### WORK TO BE COMPLETED
Print the data exactly. Pictures stay out.

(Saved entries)
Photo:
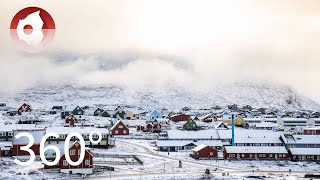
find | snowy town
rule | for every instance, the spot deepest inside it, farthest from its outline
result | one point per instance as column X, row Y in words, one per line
column 222, row 142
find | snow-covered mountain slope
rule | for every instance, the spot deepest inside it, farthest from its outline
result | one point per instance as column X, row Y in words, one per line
column 172, row 97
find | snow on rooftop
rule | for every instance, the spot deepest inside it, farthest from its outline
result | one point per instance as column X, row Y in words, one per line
column 175, row 143
column 203, row 134
column 312, row 128
column 81, row 130
column 10, row 127
column 239, row 133
column 198, row 148
column 305, row 139
column 256, row 149
column 305, row 151
column 37, row 135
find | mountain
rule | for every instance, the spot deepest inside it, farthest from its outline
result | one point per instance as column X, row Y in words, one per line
column 256, row 94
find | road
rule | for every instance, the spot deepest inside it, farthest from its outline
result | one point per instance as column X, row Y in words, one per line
column 212, row 167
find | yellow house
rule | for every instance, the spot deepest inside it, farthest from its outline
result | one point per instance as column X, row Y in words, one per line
column 129, row 114
column 239, row 121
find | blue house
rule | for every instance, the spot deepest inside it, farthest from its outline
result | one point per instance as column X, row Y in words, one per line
column 154, row 114
column 301, row 141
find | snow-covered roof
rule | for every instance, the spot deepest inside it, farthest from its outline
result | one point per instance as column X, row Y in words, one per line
column 10, row 127
column 266, row 125
column 227, row 134
column 70, row 108
column 81, row 130
column 116, row 124
column 201, row 134
column 174, row 143
column 198, row 148
column 312, row 128
column 266, row 139
column 294, row 119
column 256, row 149
column 305, row 151
column 36, row 133
column 303, row 139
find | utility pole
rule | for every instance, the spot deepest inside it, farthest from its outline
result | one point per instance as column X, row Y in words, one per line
column 232, row 129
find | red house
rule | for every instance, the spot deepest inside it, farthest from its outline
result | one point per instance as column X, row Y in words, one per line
column 5, row 151
column 24, row 108
column 23, row 141
column 304, row 154
column 312, row 131
column 140, row 128
column 204, row 152
column 86, row 167
column 70, row 121
column 119, row 128
column 180, row 117
column 256, row 152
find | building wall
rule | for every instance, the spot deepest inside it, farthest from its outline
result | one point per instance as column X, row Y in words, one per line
column 180, row 117
column 311, row 132
column 305, row 157
column 263, row 156
column 205, row 153
column 17, row 152
column 117, row 130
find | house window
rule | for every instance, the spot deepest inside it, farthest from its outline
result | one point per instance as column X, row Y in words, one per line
column 65, row 163
column 72, row 152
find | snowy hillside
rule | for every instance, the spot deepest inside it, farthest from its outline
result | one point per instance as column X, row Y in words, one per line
column 171, row 97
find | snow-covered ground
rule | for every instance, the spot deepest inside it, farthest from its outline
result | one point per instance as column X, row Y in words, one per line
column 156, row 165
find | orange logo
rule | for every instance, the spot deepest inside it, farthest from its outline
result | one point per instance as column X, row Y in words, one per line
column 32, row 28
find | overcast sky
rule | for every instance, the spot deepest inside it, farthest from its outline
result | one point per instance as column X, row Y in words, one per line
column 212, row 41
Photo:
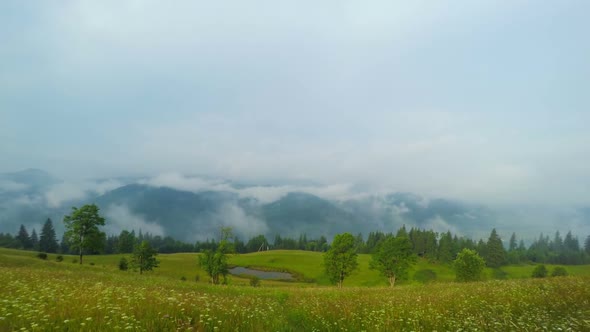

### ANSWER BELOW
Photo:
find | snowy town
rule | for every instance, the spot deepest inside it, farthest from its outline
result | one point per instance as column X, row Y in words, one per line
column 222, row 142
find | snow-covered mountain slope
rule | for every instance, the spot deepest inside it, farthest from its outline
result | one point per instance as column X, row Y in words, one per line
column 172, row 97
find | snow on rooftop
rule | for every instance, the spot deepest inside it, farthest from its outline
result | one point per instance as column X, row Y in words, one per line
column 175, row 143
column 203, row 134
column 312, row 128
column 81, row 130
column 10, row 127
column 239, row 133
column 198, row 148
column 305, row 139
column 256, row 149
column 305, row 151
column 37, row 135
find | mountain
rule | for every instance, the spot deepest inside it, farthest from its outline
result | one point per instance as column X, row Y in words, one per line
column 256, row 94
find | road
rule | for every instance, the spot deepest inside it, farthest from its outline
result | one point per instance as column X, row Y in words, one per line
column 212, row 167
find | yellow house
rule | for every instance, the spot deepest inside it, farthest from its outline
result | one point per instance as column X, row Y in words, one per line
column 129, row 114
column 239, row 121
find | blue house
rule | for every instance, the spot deepest inside it, farthest from its outline
result | one point per instance as column X, row Y in words, one per line
column 154, row 114
column 301, row 141
find | snow-covered roof
rule | for every instance, the spot deepest inside it, farthest from its outline
result | one point per instance as column X, row Y in words, one per line
column 10, row 127
column 266, row 125
column 227, row 134
column 70, row 108
column 81, row 130
column 116, row 124
column 201, row 134
column 174, row 143
column 198, row 148
column 312, row 128
column 266, row 139
column 294, row 119
column 256, row 149
column 305, row 151
column 36, row 133
column 303, row 139
find | utility pole
rule | for every instance, the spot deepest inside it, farthest from its outline
result | one point per instance as column X, row Y in words, one per line
column 232, row 129
find | red house
rule | for every instance, the spot deepest inside it, farthest from its outline
result | one point per instance as column X, row Y in words, one per line
column 5, row 151
column 24, row 108
column 23, row 141
column 304, row 154
column 312, row 131
column 140, row 128
column 204, row 152
column 86, row 167
column 70, row 121
column 119, row 128
column 180, row 117
column 256, row 152
find | building wall
rule | for every instance, the spot deepest inside it, farthest from its outline
result | one point per instance as column X, row Y in words, one per line
column 180, row 117
column 311, row 132
column 305, row 157
column 263, row 156
column 205, row 153
column 17, row 152
column 117, row 130
find | house window
rule | for every instance, the spot deepest inside it, farthest from its outline
result | one point per instance as column X, row Y in words, one per line
column 65, row 163
column 72, row 152
find | snowy hillside
rule | for every instance, the spot deepest inside it, farthest from its outline
result | one point per instance as column X, row Y in words, one per line
column 171, row 97
find | snow-covered ground
rule | for every instance, the spot deepest inside it, farthest from its outline
result | one point per instance as column X, row Y in words, one per line
column 156, row 165
find | orange logo
rule | for every instance, the spot deepest inside it, farthest from its outline
result | one point per instance as column X, row Y in words, one per line
column 32, row 28
find | overcast sky
rule | for every instance, the spot deepest inside it, farthest from its outline
result | one point per instance as column X, row Y in words, one per line
column 212, row 41
Photo:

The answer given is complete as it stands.